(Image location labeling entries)
>>>

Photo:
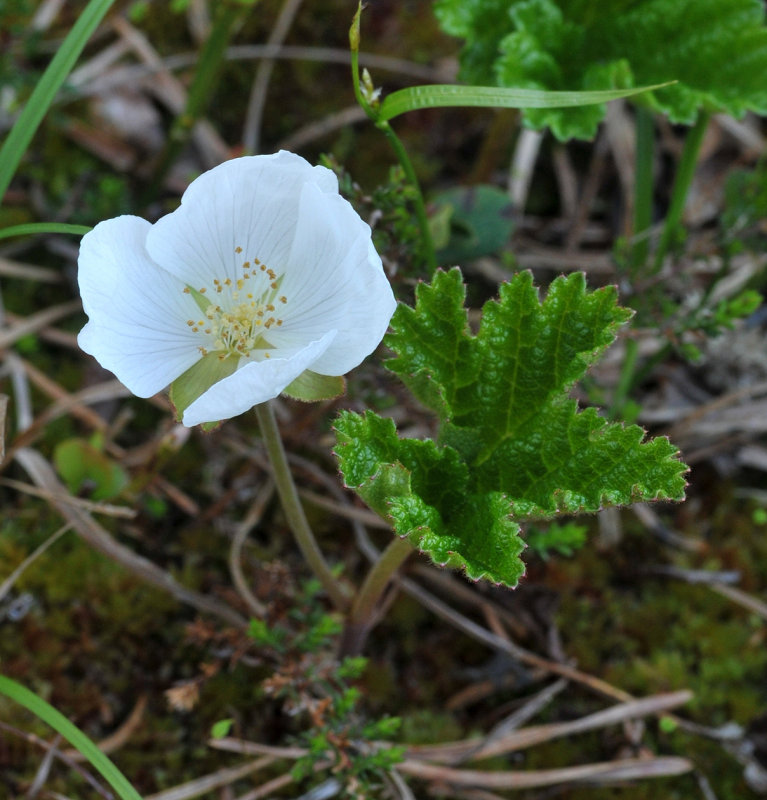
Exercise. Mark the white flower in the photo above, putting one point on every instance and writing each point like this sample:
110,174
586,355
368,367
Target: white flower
264,271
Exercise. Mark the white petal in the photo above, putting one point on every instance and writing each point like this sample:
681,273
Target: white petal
255,382
249,203
334,279
137,311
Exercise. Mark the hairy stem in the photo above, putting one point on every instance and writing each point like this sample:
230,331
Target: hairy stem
294,511
684,175
404,159
643,187
363,613
203,85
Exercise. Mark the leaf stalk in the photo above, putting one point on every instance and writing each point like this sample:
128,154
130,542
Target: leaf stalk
299,525
684,175
363,614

<<<

Your task >> Exact repetition is required for the lines from the one that contains "Exercise. Mark the white petal" through the final line; leave out everything else.

Full solution >>
Exercise. Mark the white petal in the photo above, putting one point on every instance and writing each point like this sample:
681,273
Target: white petal
255,382
249,203
334,279
137,311
Exercise. Mark the hairy stem in the photo above, putting one point on every instance and writing each point like this sample:
230,331
Target: hairy stem
294,511
684,175
404,159
643,187
363,613
203,85
Exercise. Mark the leaf stalk in the photo above, putting one point on every instance and writing each point like this sample:
128,154
130,542
Target: leaf stalk
299,525
684,175
363,614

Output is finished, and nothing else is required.